### Problem requirements:
What do the lines say, reproduced word for word, from the first of the entries below through the line bearing "# test: locate() drops one marker on the windshield, one"?

(Stored data entries)
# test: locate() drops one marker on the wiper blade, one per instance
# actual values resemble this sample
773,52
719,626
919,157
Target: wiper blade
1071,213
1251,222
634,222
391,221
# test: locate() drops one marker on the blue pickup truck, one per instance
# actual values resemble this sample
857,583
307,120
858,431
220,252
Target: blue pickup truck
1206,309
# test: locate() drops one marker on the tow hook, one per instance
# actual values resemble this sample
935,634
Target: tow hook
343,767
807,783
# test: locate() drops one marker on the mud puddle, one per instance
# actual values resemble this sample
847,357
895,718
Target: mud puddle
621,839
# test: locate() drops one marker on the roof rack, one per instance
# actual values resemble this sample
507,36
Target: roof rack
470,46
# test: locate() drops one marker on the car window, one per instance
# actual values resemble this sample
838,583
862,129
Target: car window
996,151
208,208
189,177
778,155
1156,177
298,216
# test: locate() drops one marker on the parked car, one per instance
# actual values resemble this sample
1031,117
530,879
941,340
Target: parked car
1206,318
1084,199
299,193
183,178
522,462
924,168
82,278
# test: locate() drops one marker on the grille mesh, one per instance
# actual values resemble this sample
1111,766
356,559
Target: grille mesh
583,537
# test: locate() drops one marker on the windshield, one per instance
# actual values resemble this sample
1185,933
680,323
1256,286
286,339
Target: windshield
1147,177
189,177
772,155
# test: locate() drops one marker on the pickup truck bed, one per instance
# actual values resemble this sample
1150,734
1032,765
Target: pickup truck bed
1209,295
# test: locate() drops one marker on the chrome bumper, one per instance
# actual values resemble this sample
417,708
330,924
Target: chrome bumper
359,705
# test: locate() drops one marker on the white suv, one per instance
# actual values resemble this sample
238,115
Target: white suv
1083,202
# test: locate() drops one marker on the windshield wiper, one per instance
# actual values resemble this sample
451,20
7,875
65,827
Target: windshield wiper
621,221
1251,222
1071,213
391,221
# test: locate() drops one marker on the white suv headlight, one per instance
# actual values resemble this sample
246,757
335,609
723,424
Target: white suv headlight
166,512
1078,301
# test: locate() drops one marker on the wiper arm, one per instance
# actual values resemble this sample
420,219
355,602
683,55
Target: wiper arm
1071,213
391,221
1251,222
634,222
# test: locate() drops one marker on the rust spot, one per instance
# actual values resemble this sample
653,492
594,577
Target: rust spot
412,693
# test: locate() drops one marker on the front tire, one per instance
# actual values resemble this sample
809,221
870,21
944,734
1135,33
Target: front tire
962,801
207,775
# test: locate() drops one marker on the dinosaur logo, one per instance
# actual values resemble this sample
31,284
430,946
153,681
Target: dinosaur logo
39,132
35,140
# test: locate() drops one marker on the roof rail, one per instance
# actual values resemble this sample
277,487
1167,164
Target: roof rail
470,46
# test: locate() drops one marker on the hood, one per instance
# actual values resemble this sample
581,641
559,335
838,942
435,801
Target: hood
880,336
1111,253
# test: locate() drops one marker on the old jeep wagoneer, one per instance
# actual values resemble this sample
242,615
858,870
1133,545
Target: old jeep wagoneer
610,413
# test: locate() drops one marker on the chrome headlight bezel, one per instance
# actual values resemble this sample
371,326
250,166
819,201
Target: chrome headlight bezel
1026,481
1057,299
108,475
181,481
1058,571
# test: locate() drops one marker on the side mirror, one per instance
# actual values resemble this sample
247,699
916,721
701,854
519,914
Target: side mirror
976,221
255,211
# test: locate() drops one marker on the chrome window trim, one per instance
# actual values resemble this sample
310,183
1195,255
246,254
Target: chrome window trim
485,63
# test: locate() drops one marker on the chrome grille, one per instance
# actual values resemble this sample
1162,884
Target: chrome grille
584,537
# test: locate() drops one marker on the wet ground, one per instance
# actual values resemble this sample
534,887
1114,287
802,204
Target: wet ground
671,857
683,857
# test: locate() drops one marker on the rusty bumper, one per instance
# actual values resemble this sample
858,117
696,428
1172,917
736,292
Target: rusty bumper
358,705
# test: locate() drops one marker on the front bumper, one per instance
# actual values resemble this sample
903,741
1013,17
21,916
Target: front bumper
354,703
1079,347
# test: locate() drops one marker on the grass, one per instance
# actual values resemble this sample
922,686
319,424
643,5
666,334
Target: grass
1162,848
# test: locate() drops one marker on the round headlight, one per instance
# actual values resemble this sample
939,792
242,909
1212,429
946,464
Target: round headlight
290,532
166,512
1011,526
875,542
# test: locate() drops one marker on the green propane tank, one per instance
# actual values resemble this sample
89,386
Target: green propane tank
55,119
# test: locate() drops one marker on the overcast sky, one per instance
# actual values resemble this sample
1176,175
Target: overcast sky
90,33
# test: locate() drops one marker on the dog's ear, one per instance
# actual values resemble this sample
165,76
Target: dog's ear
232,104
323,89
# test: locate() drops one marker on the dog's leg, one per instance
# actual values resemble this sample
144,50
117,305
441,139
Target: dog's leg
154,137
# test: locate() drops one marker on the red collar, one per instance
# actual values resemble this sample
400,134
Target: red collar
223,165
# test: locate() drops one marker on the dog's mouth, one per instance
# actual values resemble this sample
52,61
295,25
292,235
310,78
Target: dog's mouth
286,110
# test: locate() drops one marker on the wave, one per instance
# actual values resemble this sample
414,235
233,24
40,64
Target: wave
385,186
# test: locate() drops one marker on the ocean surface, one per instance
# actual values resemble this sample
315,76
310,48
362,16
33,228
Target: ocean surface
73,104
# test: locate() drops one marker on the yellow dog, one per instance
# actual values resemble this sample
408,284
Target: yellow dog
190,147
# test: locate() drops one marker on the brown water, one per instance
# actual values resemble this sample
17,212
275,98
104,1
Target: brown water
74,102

### Written response:
# test: locate() drops one marker on the wiper blade, one per instance
# actual values resemble this sample
773,52
719,626
919,157
Target: wiper blade
1071,213
1251,222
634,222
391,221
# test: locate() drops one marker on the blue pickup truck, one per instance
# actual values resemble this sample
857,583
307,120
858,431
220,252
Target: blue pickup truck
1206,309
# test: locate() drops one marker on the tow hook, one per instance
# actual values resemble this sample
935,634
Target: tow hook
343,767
807,783
# test: locate() drops one marker on the mud puddle, one per instance
# actual values resemble this sample
847,357
895,718
Target: mud puddle
621,839
# test: locate() drops one marker on the roof rack, one per instance
# actual values resemble this sample
507,36
Target: roof rack
470,46
# test: locate() drops one marker on the car window, one per instance
# actual values resemble this sample
838,583
862,129
Target: car window
996,151
208,208
189,177
778,155
1156,177
298,216
# test: locate() drops one marker on the parked car, one per instance
# actual values resemble this sample
1031,117
530,879
941,340
Target: parked car
1206,318
1084,199
299,193
183,178
522,462
924,168
82,278
# test: locate() drops one marker on the grille mesh, one per instance
# actual values resemble this sample
1111,766
356,559
Target: grille mesh
583,537
# test: locate() drops one marker on the windshield, one per instance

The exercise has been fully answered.